> [Work instructions]:
Exact repetition is required: output every record in full.

(Recorded data)
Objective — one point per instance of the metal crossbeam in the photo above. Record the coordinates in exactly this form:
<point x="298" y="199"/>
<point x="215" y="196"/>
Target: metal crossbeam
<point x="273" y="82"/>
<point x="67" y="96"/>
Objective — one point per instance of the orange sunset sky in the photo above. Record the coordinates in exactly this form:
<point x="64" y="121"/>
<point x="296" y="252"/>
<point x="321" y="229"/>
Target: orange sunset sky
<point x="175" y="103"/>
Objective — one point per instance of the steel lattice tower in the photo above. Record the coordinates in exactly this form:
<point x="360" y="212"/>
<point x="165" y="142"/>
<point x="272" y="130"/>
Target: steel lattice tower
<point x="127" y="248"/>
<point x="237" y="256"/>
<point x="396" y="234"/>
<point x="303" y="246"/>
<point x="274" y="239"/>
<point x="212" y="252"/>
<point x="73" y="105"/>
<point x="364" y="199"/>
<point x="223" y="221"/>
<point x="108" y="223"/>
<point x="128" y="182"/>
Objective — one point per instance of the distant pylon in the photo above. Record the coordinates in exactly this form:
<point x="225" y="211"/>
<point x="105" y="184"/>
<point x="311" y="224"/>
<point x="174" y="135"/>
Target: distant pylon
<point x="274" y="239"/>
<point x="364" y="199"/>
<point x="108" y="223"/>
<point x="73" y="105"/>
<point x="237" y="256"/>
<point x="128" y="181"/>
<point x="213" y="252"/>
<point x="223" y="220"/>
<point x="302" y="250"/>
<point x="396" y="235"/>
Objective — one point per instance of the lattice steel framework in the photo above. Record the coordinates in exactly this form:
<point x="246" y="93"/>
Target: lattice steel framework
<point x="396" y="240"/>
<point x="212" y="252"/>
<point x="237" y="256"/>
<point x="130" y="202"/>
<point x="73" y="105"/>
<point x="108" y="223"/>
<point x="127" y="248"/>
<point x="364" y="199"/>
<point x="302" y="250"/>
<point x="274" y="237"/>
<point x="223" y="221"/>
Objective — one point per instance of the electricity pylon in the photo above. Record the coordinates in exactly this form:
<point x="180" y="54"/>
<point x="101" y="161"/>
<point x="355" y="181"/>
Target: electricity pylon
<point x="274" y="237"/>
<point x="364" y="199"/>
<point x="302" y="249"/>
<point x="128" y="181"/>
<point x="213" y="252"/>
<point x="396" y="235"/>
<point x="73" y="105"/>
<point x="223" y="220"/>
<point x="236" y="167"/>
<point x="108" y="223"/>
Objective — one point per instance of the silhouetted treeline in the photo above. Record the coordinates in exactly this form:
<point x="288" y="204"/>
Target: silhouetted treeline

> [Right answer]:
Objective — one point per instance of the metal crossbeam in the photo above. Record the coordinates in exactly this form:
<point x="298" y="199"/>
<point x="215" y="196"/>
Target: metal crossbeam
<point x="273" y="82"/>
<point x="67" y="96"/>
Objective — one point per instance of the orange sunset sky in the photo above. Record the coordinates in exactly this form:
<point x="64" y="121"/>
<point x="296" y="252"/>
<point x="321" y="229"/>
Target: orange sunset sky
<point x="175" y="103"/>
Objective — one point per instance of the steel lattice tower in the photo above. Record the coordinates in exactly this form:
<point x="360" y="212"/>
<point x="165" y="142"/>
<point x="272" y="130"/>
Target: steel lattice tower
<point x="127" y="248"/>
<point x="237" y="256"/>
<point x="396" y="234"/>
<point x="303" y="246"/>
<point x="274" y="239"/>
<point x="212" y="252"/>
<point x="73" y="105"/>
<point x="364" y="199"/>
<point x="223" y="221"/>
<point x="108" y="223"/>
<point x="128" y="182"/>
Objective — one point per instance of the distant pylon in the photo above. Record the coordinates in exactly this form:
<point x="225" y="211"/>
<point x="105" y="184"/>
<point x="311" y="224"/>
<point x="174" y="135"/>
Target: distant pylon
<point x="274" y="239"/>
<point x="364" y="199"/>
<point x="108" y="223"/>
<point x="73" y="105"/>
<point x="237" y="256"/>
<point x="128" y="181"/>
<point x="213" y="252"/>
<point x="223" y="220"/>
<point x="302" y="250"/>
<point x="396" y="235"/>
Objective — one point per instance of the lattice steel framework in the photo above. Record the coordinates in exactly this form:
<point x="246" y="93"/>
Target: lattice steel framework
<point x="396" y="240"/>
<point x="212" y="252"/>
<point x="237" y="256"/>
<point x="130" y="202"/>
<point x="73" y="105"/>
<point x="108" y="223"/>
<point x="127" y="248"/>
<point x="364" y="199"/>
<point x="302" y="250"/>
<point x="274" y="237"/>
<point x="223" y="221"/>
Objective — one point per instance of the electricity pylon in the photo above. Record the coordinates in exactly this form:
<point x="180" y="54"/>
<point x="101" y="161"/>
<point x="355" y="181"/>
Target: electricity pylon
<point x="274" y="237"/>
<point x="364" y="199"/>
<point x="302" y="249"/>
<point x="128" y="181"/>
<point x="213" y="252"/>
<point x="396" y="235"/>
<point x="73" y="105"/>
<point x="223" y="220"/>
<point x="236" y="167"/>
<point x="108" y="223"/>
Objective — one point per instance of the silhouetted treeline in the photo above. Record the coordinates in exactly this form:
<point x="288" y="204"/>
Target: silhouetted treeline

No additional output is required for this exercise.